**What you need to do**
Show each line below that contains the word "tennis".

--- START ---

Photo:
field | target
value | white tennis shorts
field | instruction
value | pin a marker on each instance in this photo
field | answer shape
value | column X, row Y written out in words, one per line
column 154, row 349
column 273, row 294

--- END ---
--- START ---

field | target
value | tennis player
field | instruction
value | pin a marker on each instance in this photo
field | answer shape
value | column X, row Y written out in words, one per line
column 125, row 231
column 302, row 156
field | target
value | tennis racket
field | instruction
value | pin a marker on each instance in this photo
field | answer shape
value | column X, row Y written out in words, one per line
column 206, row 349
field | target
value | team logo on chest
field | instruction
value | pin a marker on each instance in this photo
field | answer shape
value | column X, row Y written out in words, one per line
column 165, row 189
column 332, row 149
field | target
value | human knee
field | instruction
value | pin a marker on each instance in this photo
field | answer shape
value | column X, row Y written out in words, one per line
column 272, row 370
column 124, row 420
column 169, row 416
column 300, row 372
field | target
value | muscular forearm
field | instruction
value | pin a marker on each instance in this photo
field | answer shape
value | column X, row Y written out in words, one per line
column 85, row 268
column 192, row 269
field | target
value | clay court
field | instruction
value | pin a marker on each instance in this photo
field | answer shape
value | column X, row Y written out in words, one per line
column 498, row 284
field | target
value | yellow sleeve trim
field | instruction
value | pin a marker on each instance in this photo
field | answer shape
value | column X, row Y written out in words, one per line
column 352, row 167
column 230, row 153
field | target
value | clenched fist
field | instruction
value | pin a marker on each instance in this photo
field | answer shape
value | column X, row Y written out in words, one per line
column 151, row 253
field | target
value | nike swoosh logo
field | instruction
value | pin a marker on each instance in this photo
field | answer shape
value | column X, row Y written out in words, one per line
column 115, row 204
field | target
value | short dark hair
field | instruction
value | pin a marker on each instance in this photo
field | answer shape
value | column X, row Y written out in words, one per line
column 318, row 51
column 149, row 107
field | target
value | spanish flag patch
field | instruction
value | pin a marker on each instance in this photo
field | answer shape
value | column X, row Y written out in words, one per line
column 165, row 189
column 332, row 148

--- END ---
--- START ---

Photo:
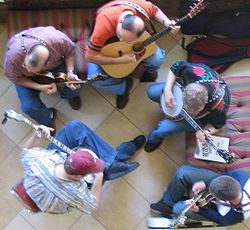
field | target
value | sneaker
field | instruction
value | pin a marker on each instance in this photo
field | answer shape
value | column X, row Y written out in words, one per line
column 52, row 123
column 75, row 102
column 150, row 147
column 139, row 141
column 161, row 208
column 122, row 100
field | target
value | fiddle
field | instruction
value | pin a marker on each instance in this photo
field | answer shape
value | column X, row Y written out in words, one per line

--- END ---

**Final result**
value | white tennis shorts
value | tennis player
value | tennis racket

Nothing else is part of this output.